Scale the listing by rewriting every line, requests included, starting at the line that contains "For every instance of the sky, record" and stopping after the last line of the listing. Multiply each answer coordinate by 1.8 and round it to a whole number with halves going up, but leave the coordinates inside the requests and their sample formats unchanged.
* Begin Supplied data *
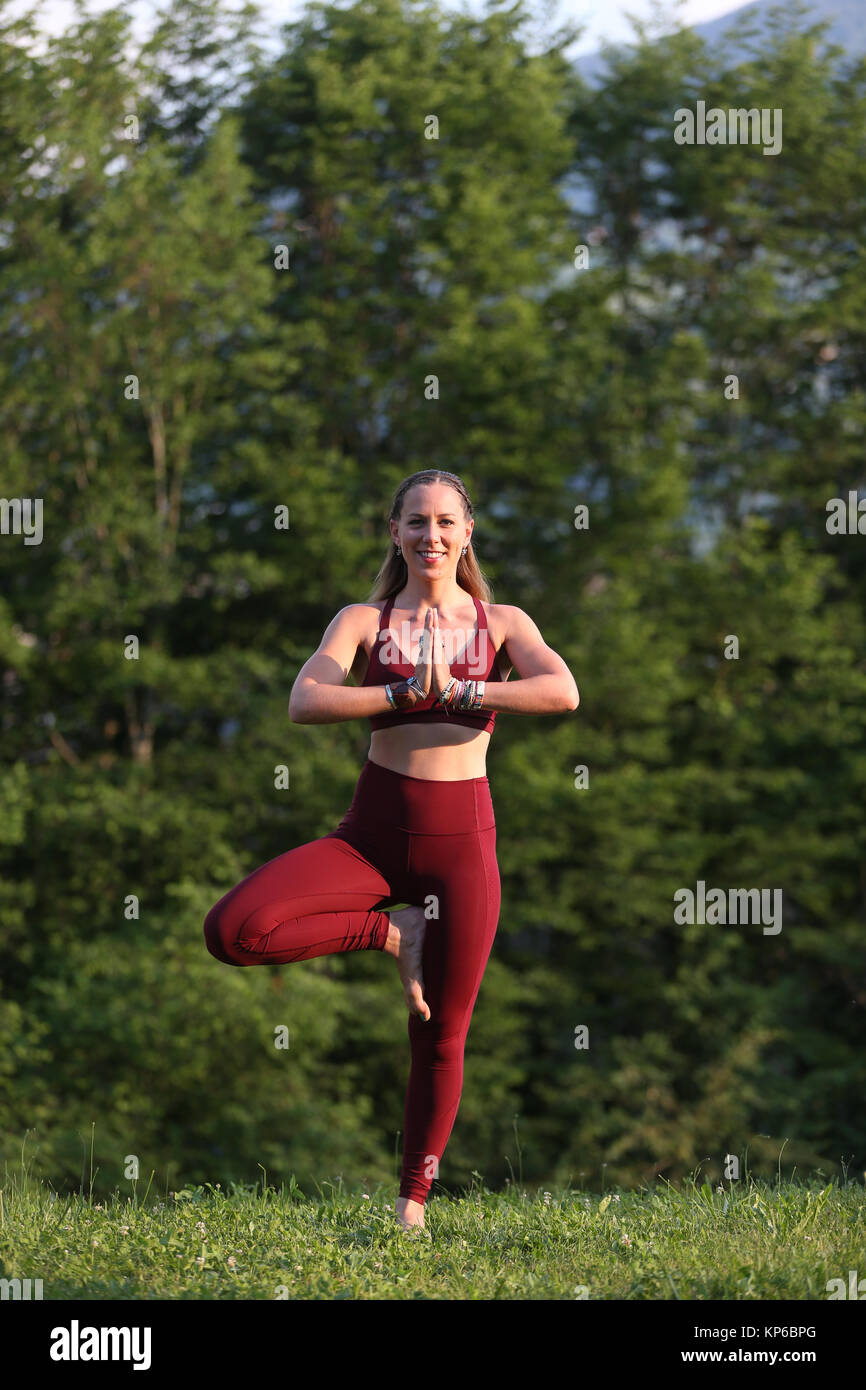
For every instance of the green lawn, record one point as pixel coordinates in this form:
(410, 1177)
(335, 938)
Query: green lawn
(752, 1241)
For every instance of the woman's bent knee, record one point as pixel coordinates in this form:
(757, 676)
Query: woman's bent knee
(221, 938)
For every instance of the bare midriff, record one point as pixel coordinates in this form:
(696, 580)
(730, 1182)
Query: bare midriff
(437, 752)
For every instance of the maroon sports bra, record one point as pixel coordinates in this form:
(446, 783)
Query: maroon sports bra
(476, 663)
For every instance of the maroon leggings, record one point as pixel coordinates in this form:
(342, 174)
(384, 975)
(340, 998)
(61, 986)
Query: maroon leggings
(402, 840)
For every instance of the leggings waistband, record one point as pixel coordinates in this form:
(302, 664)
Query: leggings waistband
(421, 805)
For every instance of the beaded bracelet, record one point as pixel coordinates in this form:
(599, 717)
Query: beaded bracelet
(462, 695)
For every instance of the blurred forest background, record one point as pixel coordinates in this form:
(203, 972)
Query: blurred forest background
(145, 193)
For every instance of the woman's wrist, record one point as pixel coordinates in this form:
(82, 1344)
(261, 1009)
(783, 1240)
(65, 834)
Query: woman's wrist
(403, 695)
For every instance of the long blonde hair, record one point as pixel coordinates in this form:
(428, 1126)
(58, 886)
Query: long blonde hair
(394, 570)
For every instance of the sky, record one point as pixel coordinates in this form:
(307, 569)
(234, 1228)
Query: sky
(602, 18)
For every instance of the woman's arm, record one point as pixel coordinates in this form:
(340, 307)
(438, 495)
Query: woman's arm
(319, 695)
(545, 685)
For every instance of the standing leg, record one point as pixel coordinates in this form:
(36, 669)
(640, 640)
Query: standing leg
(463, 875)
(314, 900)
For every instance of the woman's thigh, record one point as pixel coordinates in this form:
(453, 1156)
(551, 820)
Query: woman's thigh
(317, 897)
(456, 877)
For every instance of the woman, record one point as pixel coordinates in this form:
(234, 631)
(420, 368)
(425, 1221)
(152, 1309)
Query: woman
(420, 829)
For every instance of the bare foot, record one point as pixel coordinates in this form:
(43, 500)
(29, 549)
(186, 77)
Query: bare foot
(409, 1212)
(406, 944)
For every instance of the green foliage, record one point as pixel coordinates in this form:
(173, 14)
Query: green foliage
(154, 262)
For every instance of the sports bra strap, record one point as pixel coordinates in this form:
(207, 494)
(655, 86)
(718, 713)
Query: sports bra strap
(385, 615)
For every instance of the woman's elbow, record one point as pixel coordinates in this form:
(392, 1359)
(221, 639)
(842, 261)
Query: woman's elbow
(299, 705)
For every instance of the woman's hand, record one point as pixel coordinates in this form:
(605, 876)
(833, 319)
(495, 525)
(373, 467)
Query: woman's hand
(433, 670)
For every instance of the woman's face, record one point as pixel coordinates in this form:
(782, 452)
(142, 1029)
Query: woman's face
(431, 530)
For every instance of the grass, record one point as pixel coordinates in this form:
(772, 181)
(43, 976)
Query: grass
* End Supplied data *
Exercise solution:
For every instance of the sky, record one point as pixel coordinates in this form:
(307, 569)
(234, 1228)
Query: sky
(1084, 32)
For every instance of the woman's arm, record one point as pixel coordinates in this form:
(340, 307)
(438, 495)
Query: woman's arm
(574, 1251)
(981, 1233)
For every instance of the standing leg, record one point as pixel coordinates in this form:
(36, 669)
(640, 640)
Query: standing leg
(833, 1575)
(565, 1620)
For every instance of the woman's thigh, record one point as pixel coordinates in this form:
(453, 1156)
(551, 820)
Query: woman's thigh
(571, 1615)
(821, 1579)
For every instance of the woman, record one point as pixel coordinates in this form:
(234, 631)
(420, 368)
(425, 1221)
(152, 1309)
Query: woman
(756, 1492)
For every instance of the bare foot, record one point as pixel coordinates in this form:
(43, 500)
(29, 549)
(186, 77)
Query: bare foot
(736, 2182)
(731, 1699)
For every instance of the green foliage, record one point as pixel coordinates in this form:
(173, 14)
Query: green foliage
(277, 472)
For every instance of the sports bra strap, record one point as pixel coordinates in this form:
(207, 494)
(655, 86)
(718, 713)
Query: sports bra strap
(693, 1107)
For every instance of the woman's elbow, record one point as pixel coordinates in this form:
(392, 1359)
(221, 639)
(842, 261)
Query: woman's elbow
(538, 1269)
For every instance of the woman's hand, record one point as pixel coordinates in this form:
(605, 876)
(833, 319)
(495, 525)
(373, 467)
Query: woman's hand
(779, 1206)
For every instance of the woman's face, record one point as pixel coordinates in this form:
(782, 452)
(142, 1029)
Query: woman's face
(776, 954)
For every instance of the grass, record one point as pixel coordinates in this form:
(772, 181)
(43, 976)
Query: grass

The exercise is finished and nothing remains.